**TASK TO COMPLETE:** Please copy the data below, substituting "in this photo" for every "in this shot" and changing nothing else. Leave the pictures out.

**GIVEN DATA:**
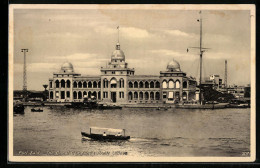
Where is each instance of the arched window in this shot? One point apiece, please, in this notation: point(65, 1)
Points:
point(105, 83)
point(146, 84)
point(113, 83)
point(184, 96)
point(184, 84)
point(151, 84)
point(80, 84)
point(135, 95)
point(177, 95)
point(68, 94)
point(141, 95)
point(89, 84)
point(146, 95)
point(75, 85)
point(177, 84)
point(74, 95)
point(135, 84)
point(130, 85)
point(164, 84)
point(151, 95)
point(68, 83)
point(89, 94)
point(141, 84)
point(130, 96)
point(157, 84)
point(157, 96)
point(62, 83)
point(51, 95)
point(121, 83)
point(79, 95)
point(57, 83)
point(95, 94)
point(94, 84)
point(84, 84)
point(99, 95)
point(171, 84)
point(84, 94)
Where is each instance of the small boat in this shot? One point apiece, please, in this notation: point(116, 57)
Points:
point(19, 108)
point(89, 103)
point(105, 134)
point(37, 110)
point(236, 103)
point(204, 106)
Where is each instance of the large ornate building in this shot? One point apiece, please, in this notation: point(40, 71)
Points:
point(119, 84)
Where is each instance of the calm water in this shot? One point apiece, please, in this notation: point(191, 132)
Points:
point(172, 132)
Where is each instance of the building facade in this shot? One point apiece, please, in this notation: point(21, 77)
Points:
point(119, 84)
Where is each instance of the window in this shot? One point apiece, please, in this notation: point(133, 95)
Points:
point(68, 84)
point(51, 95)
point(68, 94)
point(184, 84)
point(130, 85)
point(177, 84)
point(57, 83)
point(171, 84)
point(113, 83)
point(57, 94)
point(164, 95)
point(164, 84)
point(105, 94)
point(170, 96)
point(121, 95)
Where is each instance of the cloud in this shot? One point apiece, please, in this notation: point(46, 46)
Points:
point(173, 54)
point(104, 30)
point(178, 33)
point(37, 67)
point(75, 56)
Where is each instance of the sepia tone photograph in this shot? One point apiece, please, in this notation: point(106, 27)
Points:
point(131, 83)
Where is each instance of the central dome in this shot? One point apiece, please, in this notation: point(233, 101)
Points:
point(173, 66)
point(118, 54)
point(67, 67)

**OUTPUT FOR THIS TASK:**
Where is each instance of the arched window in this photo? One point apiece, please, in this notation: point(65, 1)
Points:
point(105, 83)
point(146, 84)
point(113, 83)
point(184, 96)
point(184, 84)
point(151, 84)
point(80, 84)
point(135, 95)
point(177, 95)
point(68, 94)
point(141, 95)
point(89, 84)
point(146, 95)
point(75, 85)
point(177, 84)
point(74, 95)
point(135, 84)
point(130, 85)
point(164, 84)
point(151, 95)
point(68, 83)
point(89, 94)
point(141, 84)
point(130, 96)
point(157, 84)
point(157, 96)
point(62, 83)
point(51, 95)
point(121, 83)
point(79, 95)
point(57, 83)
point(95, 94)
point(94, 84)
point(84, 84)
point(99, 95)
point(171, 84)
point(84, 94)
Where is each instance of the small boat in this photo? One point apiece, please, in this notation: point(116, 57)
Points:
point(19, 108)
point(89, 103)
point(105, 134)
point(37, 110)
point(236, 103)
point(204, 106)
Where is each instance of the large ornate building in this photo? One point apiece, please, in this notation: point(40, 71)
Points:
point(119, 84)
Where is each instance of the calm water in this photo? One point apiece, please, in this notation: point(191, 132)
Points:
point(172, 132)
Where is each instance of the building facade in this photo? One point apiece, please, in this notation: point(21, 77)
Points:
point(119, 84)
Where is each instance of the window in this photo? One point apiece, please, in this notation: point(133, 95)
Points:
point(68, 84)
point(51, 95)
point(68, 94)
point(184, 84)
point(130, 85)
point(177, 84)
point(57, 83)
point(171, 84)
point(113, 83)
point(57, 94)
point(164, 95)
point(164, 84)
point(105, 94)
point(170, 96)
point(121, 95)
Where is each instance of the cloud in this photo? One point apiece, please, in this notation: point(46, 46)
Points:
point(173, 54)
point(104, 30)
point(178, 33)
point(37, 67)
point(75, 56)
Where is each instance of the sepia tone photograph in this photo? One point apiece, please, in this notation: point(106, 27)
Points:
point(131, 83)
Where is each instance of the central dome in this photo? One point apiece, please, in this notation: point(233, 101)
Points:
point(173, 66)
point(118, 54)
point(67, 67)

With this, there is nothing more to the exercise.